In the records below, locate each line that contains the string "rocky" and copy those lines. The match is case-sensitive.
** BEGIN **
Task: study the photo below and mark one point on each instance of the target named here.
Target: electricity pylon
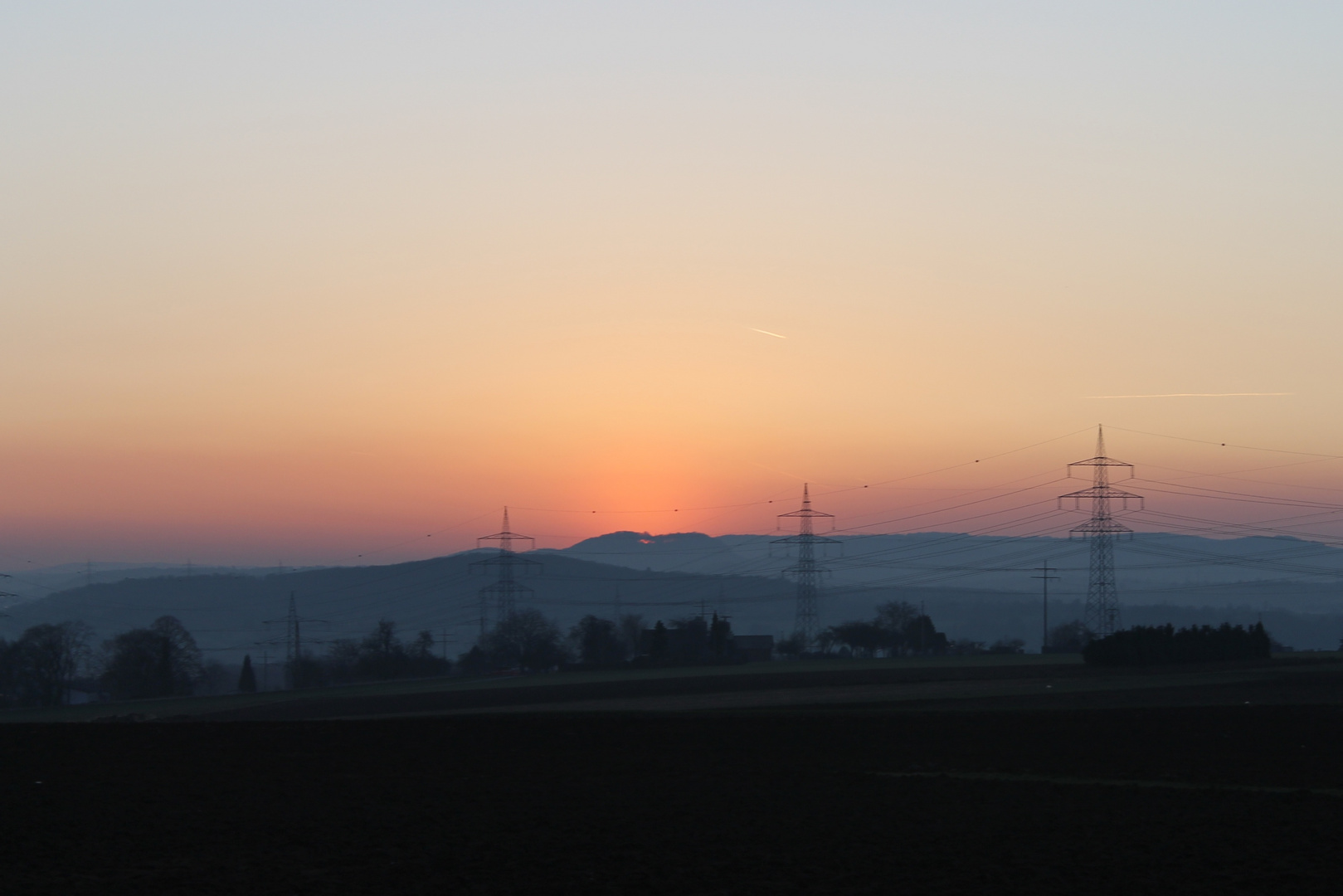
(806, 570)
(505, 590)
(1102, 616)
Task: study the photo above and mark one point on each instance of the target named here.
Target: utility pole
(293, 637)
(806, 571)
(505, 590)
(1044, 581)
(1102, 617)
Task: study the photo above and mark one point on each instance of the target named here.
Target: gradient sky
(308, 281)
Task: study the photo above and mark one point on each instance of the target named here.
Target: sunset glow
(340, 292)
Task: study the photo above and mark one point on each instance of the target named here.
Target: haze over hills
(30, 583)
(1180, 567)
(974, 587)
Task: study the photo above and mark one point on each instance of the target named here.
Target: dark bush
(1156, 645)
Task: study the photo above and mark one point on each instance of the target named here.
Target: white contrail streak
(1197, 395)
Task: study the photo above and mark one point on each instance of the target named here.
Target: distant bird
(1198, 395)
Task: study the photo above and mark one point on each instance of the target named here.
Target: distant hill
(30, 583)
(227, 611)
(1178, 567)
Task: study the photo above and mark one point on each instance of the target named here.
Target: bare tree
(45, 660)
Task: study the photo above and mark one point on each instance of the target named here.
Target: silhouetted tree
(43, 661)
(158, 661)
(864, 638)
(893, 620)
(524, 640)
(598, 641)
(922, 638)
(659, 642)
(1069, 637)
(791, 646)
(1147, 645)
(720, 635)
(631, 635)
(247, 679)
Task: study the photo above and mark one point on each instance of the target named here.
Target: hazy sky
(309, 280)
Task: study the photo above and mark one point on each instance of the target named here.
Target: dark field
(991, 794)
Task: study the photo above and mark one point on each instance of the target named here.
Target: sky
(333, 282)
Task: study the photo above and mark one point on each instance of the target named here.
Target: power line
(1102, 614)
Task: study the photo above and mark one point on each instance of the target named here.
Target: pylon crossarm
(805, 539)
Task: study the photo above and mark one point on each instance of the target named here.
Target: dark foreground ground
(1228, 800)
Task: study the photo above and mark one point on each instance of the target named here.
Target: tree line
(1158, 645)
(46, 663)
(898, 631)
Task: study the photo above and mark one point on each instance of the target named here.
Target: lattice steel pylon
(505, 590)
(293, 640)
(806, 570)
(1102, 616)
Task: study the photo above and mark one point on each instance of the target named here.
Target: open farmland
(1036, 776)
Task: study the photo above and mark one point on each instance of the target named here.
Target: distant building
(754, 648)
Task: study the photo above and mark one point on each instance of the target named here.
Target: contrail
(1197, 395)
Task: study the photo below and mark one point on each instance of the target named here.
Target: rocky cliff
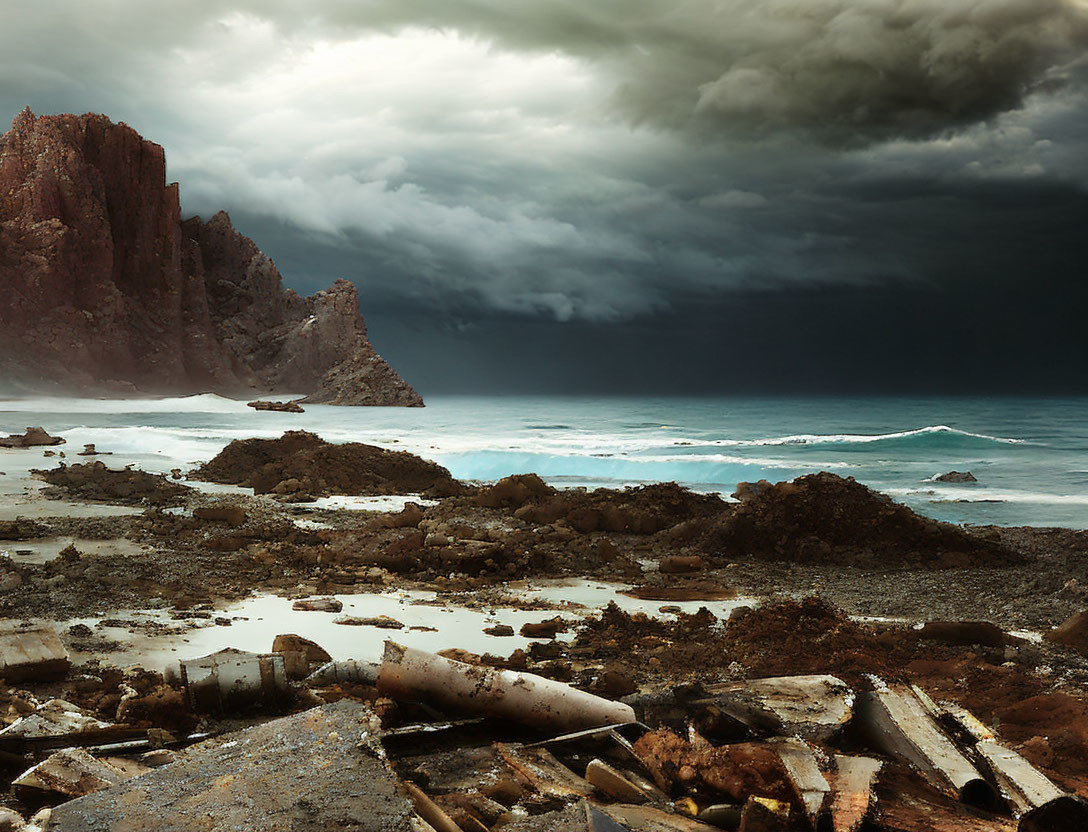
(103, 287)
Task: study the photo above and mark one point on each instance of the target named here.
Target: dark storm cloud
(619, 195)
(845, 69)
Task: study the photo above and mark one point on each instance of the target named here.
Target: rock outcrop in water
(102, 286)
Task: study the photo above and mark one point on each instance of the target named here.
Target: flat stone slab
(301, 772)
(35, 655)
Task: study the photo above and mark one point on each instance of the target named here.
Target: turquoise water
(1030, 456)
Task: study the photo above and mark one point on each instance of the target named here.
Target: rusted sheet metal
(542, 771)
(308, 771)
(900, 724)
(648, 819)
(810, 784)
(232, 679)
(615, 783)
(56, 718)
(853, 791)
(815, 707)
(33, 655)
(71, 772)
(1026, 789)
(409, 673)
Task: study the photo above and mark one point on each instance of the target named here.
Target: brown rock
(280, 407)
(312, 652)
(318, 605)
(1073, 632)
(681, 563)
(34, 436)
(102, 285)
(545, 629)
(965, 632)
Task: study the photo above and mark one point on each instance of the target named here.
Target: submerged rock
(304, 462)
(103, 286)
(825, 518)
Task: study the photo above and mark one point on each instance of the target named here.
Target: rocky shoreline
(839, 578)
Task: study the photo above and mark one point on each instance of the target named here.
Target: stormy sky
(637, 196)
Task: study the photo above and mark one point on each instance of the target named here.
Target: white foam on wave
(204, 402)
(860, 438)
(990, 495)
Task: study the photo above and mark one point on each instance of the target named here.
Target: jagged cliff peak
(103, 286)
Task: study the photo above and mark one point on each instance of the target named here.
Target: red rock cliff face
(103, 287)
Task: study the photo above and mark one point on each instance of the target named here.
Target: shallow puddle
(257, 621)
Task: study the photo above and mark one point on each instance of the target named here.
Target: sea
(1029, 456)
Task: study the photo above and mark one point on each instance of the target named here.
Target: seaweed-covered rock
(94, 481)
(301, 461)
(825, 518)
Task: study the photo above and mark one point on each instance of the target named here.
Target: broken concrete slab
(811, 786)
(318, 605)
(648, 819)
(234, 679)
(33, 436)
(308, 771)
(612, 782)
(983, 633)
(853, 794)
(815, 707)
(429, 810)
(539, 768)
(56, 718)
(347, 670)
(71, 772)
(33, 655)
(898, 722)
(413, 674)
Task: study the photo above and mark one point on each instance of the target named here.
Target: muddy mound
(825, 518)
(301, 462)
(640, 510)
(94, 481)
(811, 636)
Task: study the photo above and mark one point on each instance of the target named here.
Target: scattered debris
(282, 407)
(34, 654)
(901, 724)
(409, 673)
(230, 680)
(383, 622)
(318, 605)
(34, 436)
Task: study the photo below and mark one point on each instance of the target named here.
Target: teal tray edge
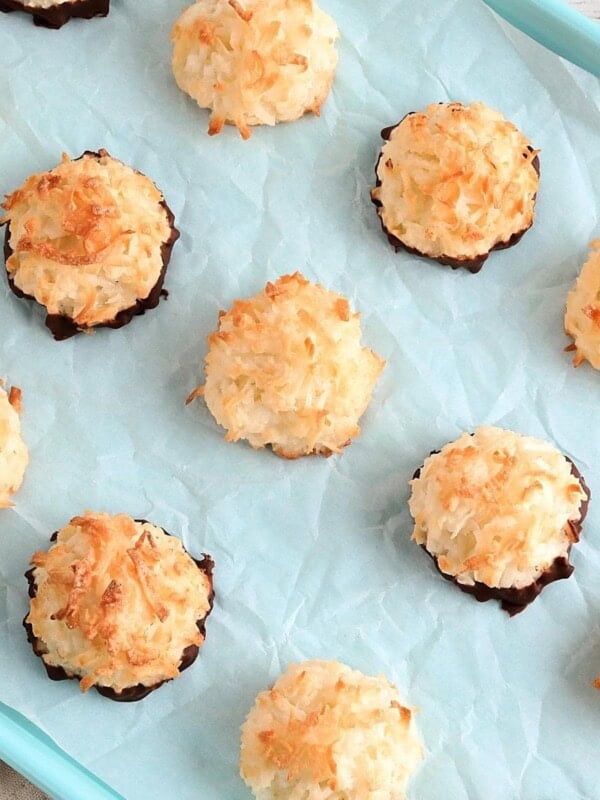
** END **
* _Result_:
Target: rocky cliff
Target: rocky shoreline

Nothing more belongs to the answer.